━━━ Extracted material
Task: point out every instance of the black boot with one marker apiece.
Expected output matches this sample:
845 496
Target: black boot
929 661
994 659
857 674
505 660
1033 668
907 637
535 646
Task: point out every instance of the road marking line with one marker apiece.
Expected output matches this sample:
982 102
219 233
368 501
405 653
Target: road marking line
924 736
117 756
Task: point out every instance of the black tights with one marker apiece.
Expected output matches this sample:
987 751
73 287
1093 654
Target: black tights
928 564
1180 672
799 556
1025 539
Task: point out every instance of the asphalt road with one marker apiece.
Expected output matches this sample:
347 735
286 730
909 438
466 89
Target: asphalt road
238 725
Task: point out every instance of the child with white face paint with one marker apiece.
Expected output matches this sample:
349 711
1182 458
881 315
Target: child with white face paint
━━━━━━
━━━ Extracted material
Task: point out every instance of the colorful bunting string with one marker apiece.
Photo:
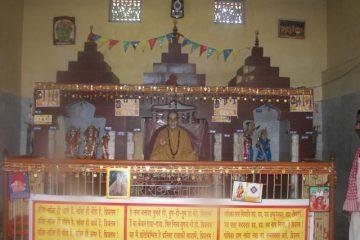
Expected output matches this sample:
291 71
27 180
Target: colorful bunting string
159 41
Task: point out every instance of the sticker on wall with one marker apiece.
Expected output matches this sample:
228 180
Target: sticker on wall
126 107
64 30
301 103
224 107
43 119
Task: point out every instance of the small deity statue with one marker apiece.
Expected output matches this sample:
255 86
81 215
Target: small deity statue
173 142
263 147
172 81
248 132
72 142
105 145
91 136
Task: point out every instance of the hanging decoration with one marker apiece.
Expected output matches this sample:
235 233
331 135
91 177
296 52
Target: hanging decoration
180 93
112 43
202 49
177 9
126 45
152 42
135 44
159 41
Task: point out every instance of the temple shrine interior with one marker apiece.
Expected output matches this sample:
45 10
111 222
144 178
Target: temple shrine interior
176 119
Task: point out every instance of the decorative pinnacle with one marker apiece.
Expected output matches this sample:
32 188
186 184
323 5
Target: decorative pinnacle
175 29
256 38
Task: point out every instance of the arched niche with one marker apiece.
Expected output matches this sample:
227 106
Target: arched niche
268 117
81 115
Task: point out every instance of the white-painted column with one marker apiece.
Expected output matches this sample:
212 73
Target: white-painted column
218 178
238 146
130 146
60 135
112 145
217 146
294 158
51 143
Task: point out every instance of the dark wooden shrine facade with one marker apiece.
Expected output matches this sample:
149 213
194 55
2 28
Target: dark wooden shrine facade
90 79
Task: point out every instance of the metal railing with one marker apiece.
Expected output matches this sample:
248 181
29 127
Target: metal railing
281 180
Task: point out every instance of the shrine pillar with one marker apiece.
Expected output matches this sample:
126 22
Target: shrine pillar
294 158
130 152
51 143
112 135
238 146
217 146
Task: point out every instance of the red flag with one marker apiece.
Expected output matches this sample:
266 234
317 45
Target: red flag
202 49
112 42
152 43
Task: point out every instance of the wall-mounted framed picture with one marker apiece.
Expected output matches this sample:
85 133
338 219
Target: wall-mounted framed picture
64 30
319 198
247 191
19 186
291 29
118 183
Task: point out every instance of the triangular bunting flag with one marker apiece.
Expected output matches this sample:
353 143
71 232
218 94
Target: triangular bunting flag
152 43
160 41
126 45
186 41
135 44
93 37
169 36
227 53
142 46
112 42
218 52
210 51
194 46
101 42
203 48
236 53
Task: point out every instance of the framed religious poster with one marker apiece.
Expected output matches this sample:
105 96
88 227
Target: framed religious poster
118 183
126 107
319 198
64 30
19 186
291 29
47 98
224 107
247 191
━━━━━━
Work instructions:
Repeat the entries word for word, beginning with the line that contains "Task: point out every instance of the black boot" and ending after the line that contains "Target: child with white face paint".

Exercise output:
Task: point out every instance of the black boot with one marker apiece.
Expected output matches this sample:
845 496
Target: black boot
929 661
994 659
857 674
505 660
1033 668
907 637
535 646
Task: point out every instance of the road marking line with one marker apiece.
Expected output matches this sample:
982 102
219 233
368 501
405 653
Target: road marking line
924 736
117 756
Task: point out every instance of the black tights with one marker apiece.
Expected output matches this sample:
987 751
73 287
1093 654
Target: black tights
928 564
1180 672
799 556
1025 539
Task: point out every instance of the asphalt road with one marker apiece.
Expected output matches this sample:
347 735
286 730
909 438
466 89
Target: asphalt road
238 725
Task: point out every instance of the child with white face paint with one marker apiece.
Expected output matches this sample:
349 711
1182 458
881 315
Target: child with white face paint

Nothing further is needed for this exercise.